* [TRECHO FORNECIDO]:
........

O Whatsapp tem como política de segurança de informação criptografar todas as informações dos seus usuários, a fim de que a privacidade e o sigilo das mesmas sejam protegidas nos termos legais e constitucionais. Entretanto, autoridades policiais, sob o beneplácito de magistrados, têm tentado obter a fórceps a interceptação dos dados do Whatsapp, sem criptografia, para supostas investigações criminais. A justificativas deles é a de que a investigação criminal não caminhará sem a interceptação destes dados e o desbloqueio criptográfico. Oras, se uma investigação fia-se somente numa interceptação para prender supostos criminosos, ela não é uma investigação que tem provas suficientes para seguir em frente nem fundamento para requerer a interceptação. Por uma simples razão, na maioria destes casos, o fruto do roubo, furto, o homicídio, a lesão corporal grave, a título de exemplo, é físico e não virtual. A interceptação de dados é um meio de facilitar o Estado a não investigar adequadamente de outras formas, que requerem investimentos em material e pessoal muito maiores. É também uma desculpa do Estado brasileiro investir no vigilantismo mais barato e invasivo das interceptações sem quaisquer restrições ou limites. Neste sentido, a polícia e o Ministério Público contam com o auxílio dos juízes que têm sido muito condescendentes com os seus pedidos, pois focam apenas na análise da repercussão do fato e não no desenvolvimento de um procedimento investigatório com base nos princípios constitucionais e direitos humanos.
Em recente doutorado defendido na FGV, Luciana Zafallon verificou que as relações entre Ministério Público Estadual, Poder Executivo e Poder Judiciário no Estado de São Paulo influenciaram as decisões judiciais pró governo num grande acordão institucional em detrimento da cidadania:
Todo o espírito da tese é justamente dizer de que maneira os interesses se confundem, de que maneira os interesses corporativos estão se sobrepondo às garantias de cidadania das pessoas mais vulneráveis do Estado, sejam as que estão privadas de liberdade, sejam as que estão nas periferias das grandes cidades e são afetadas por políticas de segurança dramaticamente cruéis[24].
Assim, constata-se que a regra do art. 2º da Lei de Interceptação de Comunicações Eletrônicas possui linhas muito amplas que não evitam as decisões abusivas, arbitrárias e ilegais, pois também não instituem punições para aqueles que transgridem as regras de concessão das interceptações de dados, quando o realizam sem atentar para todos os requisitos prescritos na lei. Deveria se instituir o crime de concessão de liminar de interceptação de dados sob premissas falsas, sem fundamentos, sem provas, sem autoria, em conformidade com o espírito processual brasileiro da busca da verdade material, que deveria ser aplicada ao magistrado ou a autoridade policial. Tudo isto para se resguardarem os direitos fundamentais dos cidadãos. As autoridades estatais devem estar conectadas e serem responsabilizadas à legalidade estrita, que não deve ser analisadas pelo resultado de seus atos e sim pelos procedimentos que levaram à conclusão do processo.

........

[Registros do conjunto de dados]

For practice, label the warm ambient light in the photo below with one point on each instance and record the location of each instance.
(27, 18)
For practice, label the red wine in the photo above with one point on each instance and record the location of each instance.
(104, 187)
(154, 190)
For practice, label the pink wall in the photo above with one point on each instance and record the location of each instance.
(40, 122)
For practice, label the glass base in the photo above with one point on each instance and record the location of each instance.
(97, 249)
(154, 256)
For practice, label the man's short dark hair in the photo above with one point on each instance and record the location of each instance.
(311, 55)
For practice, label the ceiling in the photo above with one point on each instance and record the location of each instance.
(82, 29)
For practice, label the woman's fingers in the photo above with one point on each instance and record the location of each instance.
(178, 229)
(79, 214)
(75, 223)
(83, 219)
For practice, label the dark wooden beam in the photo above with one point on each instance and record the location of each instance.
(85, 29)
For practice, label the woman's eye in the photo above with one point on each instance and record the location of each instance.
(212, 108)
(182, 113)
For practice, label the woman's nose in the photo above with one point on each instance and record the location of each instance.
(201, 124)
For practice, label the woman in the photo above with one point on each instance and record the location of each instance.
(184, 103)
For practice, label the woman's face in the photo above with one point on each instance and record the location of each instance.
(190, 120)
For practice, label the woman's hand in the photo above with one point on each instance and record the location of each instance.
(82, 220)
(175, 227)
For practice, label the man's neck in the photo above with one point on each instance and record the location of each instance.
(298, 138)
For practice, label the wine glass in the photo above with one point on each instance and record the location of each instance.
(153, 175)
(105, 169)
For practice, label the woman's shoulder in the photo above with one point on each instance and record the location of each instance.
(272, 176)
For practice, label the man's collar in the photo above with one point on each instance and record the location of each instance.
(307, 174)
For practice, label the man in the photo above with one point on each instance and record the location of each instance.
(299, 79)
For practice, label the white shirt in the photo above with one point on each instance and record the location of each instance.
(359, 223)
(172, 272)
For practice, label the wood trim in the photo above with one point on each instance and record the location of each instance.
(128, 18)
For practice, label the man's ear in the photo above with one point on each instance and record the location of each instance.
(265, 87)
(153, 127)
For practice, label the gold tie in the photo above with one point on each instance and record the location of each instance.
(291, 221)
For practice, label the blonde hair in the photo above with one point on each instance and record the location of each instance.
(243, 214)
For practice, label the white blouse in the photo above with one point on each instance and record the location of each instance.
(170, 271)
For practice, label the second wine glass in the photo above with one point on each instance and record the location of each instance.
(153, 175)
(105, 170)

........

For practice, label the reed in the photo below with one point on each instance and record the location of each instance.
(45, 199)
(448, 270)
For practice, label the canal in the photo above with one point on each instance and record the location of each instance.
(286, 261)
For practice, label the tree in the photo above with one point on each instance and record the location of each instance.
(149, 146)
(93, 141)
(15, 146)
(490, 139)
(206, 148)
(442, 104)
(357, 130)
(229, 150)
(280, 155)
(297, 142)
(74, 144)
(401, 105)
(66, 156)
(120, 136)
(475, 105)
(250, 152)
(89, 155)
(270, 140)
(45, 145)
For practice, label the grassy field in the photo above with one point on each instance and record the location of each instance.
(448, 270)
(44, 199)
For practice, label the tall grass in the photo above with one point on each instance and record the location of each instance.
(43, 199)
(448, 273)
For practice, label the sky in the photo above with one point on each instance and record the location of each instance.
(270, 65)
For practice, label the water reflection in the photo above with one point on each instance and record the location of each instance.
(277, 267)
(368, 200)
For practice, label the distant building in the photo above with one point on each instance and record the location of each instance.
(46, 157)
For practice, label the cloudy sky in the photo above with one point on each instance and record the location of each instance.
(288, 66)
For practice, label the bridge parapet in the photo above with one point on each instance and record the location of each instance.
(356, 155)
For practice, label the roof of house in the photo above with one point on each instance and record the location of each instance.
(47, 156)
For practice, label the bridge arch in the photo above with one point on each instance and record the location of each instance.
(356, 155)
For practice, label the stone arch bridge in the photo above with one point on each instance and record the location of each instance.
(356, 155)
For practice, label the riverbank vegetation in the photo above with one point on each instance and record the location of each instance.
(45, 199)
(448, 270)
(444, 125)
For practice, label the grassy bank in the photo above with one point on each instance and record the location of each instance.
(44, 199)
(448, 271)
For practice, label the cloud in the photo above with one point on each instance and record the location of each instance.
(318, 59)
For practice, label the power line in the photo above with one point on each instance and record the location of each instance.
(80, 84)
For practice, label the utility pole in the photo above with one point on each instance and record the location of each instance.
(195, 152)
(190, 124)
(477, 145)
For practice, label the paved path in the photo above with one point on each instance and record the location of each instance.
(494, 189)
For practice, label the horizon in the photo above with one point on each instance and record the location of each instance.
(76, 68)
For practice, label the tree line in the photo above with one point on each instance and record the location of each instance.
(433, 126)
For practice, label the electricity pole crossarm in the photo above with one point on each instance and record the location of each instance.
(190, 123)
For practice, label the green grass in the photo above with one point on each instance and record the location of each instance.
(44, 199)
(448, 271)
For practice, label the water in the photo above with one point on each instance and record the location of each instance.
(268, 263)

........

* [TAREFA EXIGIDA A]: Reescreva o trecho fornecido de "Em recente doutorado" até "segurança dramaticamente cruéis[24].", inclusive, pondo "objetivos" no lugar de "interesses".
* [TAREFA EXIGIDA B]: Quais crimes o trecho fornecido cita como exemplos de casos em que o fruto do delito é físico, e não virtual? Liste todos.
Os registros não têm papel algum aqui.

* [RESULTADO A]:
Em recente doutorado defendido na FGV, Luciana Zafallon verificou que as relações entre Ministério Público Estadual, Poder Executivo e Poder Judiciário no Estado de São Paulo influenciaram as decisões judiciais pró governo num grande acordão institucional em detrimento da cidadania:
Todo o espírito da tese é justamente dizer de que maneira os objetivos se confundem, de que maneira os objetivos corporativos estão se sobrepondo às garantias de cidadania das pessoas mais vulneráveis do Estado, sejam as que estão privadas de liberdade, sejam as que estão nas periferias das grandes cidades e são afetadas por políticas de segurança dramaticamente cruéis[24].

* [RESULTADO B]:
- roubo
- furto
- homicídio
- lesão corporal grave